*Provided data*
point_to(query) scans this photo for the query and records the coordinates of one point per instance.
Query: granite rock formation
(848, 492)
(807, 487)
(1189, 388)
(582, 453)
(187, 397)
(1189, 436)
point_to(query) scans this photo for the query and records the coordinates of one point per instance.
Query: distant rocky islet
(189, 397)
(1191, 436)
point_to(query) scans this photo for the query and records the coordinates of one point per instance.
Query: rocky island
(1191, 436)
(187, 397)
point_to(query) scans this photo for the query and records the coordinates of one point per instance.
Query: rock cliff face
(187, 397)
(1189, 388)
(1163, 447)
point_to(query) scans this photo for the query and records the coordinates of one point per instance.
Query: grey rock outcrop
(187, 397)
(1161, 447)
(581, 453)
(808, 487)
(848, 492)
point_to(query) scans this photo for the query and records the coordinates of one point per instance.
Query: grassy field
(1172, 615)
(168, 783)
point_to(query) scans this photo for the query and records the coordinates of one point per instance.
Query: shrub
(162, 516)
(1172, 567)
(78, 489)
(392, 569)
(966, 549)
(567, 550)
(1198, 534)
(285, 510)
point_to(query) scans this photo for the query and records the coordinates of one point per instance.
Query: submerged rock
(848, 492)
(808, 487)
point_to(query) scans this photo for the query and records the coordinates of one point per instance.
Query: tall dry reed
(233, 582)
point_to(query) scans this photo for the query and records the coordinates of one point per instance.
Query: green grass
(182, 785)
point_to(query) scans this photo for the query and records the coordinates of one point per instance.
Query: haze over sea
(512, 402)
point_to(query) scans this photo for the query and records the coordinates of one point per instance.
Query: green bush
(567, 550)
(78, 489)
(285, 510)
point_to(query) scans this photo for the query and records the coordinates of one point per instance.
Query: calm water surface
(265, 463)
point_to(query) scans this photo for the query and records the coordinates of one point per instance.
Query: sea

--

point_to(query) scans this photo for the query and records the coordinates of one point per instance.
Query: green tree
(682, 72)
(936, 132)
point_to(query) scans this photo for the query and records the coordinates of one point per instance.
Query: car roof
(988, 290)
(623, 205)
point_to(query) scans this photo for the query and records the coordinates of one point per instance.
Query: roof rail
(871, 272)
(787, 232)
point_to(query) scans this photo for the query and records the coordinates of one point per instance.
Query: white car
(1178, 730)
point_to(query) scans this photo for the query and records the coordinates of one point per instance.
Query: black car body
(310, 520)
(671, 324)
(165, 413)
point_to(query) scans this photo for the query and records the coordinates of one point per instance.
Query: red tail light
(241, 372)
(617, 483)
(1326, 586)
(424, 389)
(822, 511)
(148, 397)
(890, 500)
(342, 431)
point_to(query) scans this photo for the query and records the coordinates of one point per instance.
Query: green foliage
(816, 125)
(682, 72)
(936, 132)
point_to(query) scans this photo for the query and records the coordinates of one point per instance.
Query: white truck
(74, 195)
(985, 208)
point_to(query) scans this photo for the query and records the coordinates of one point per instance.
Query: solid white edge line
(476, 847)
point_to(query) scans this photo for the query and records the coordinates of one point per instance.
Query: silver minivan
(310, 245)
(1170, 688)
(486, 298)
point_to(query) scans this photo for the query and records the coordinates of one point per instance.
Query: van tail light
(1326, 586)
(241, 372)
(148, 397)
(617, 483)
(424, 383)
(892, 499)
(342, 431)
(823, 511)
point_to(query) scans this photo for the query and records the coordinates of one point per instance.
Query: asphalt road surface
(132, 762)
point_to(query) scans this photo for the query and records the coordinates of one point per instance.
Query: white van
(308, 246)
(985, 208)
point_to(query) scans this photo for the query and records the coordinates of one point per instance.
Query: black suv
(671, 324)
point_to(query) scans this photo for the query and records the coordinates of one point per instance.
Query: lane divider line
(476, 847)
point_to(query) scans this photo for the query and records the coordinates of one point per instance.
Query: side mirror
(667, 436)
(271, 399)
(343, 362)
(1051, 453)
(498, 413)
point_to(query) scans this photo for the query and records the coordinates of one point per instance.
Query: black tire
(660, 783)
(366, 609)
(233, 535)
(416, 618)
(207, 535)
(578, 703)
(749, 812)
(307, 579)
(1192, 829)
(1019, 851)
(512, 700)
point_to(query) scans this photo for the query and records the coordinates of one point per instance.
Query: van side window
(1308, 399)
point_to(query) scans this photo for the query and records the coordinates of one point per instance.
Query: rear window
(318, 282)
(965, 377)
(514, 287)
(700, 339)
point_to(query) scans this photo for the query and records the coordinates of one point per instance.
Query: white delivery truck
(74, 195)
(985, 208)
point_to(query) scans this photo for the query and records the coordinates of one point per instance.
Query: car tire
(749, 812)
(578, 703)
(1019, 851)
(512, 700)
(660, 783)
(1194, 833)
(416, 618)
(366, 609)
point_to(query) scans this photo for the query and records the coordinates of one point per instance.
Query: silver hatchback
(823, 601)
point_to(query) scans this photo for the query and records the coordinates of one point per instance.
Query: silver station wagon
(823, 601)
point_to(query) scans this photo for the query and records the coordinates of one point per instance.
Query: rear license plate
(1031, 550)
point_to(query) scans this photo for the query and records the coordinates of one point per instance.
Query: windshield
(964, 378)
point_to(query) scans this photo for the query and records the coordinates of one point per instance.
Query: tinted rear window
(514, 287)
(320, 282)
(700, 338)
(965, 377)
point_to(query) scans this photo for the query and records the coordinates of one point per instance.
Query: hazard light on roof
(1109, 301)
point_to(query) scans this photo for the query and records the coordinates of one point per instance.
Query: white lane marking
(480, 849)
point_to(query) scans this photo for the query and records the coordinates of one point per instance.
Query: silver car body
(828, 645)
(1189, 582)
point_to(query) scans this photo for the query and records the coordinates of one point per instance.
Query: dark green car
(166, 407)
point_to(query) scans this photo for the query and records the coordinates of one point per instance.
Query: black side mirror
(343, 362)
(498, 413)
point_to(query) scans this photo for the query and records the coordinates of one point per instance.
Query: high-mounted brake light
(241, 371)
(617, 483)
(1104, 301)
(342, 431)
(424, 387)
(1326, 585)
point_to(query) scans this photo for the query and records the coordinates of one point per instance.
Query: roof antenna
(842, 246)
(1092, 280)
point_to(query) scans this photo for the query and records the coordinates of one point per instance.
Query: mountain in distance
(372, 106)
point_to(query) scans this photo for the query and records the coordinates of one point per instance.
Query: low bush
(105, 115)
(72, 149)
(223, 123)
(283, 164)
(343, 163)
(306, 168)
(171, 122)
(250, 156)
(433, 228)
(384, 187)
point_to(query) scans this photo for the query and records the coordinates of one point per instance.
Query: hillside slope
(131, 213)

* * *

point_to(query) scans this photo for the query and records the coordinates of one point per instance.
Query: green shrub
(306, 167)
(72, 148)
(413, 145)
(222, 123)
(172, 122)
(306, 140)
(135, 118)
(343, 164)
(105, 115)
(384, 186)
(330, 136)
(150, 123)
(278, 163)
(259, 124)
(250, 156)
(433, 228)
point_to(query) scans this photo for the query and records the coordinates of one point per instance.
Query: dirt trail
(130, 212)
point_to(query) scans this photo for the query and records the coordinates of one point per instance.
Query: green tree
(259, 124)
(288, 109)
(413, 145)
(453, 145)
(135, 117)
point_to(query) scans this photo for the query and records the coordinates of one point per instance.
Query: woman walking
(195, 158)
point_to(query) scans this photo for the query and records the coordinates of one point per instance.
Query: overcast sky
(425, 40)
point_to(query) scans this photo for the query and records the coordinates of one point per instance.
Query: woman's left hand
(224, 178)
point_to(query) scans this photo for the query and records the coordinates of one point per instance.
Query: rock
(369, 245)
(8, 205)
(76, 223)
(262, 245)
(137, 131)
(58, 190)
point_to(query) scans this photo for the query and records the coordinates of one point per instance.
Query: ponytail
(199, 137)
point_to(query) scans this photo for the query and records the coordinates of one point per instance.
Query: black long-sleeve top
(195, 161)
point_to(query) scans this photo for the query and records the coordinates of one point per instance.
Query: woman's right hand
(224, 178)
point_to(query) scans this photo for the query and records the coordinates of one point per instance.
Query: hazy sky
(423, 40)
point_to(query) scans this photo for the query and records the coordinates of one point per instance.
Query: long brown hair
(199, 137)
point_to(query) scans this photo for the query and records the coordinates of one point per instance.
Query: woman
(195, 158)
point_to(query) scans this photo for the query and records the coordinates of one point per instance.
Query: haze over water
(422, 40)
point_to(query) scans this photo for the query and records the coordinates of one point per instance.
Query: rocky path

*What you are asked to do*
Extract each line above that contains the word "white".

*Right answer*
Query: white car
Query: white truck
Query: solid white edge line
Query: white van
Query: white delivery truck
Query: white lane marking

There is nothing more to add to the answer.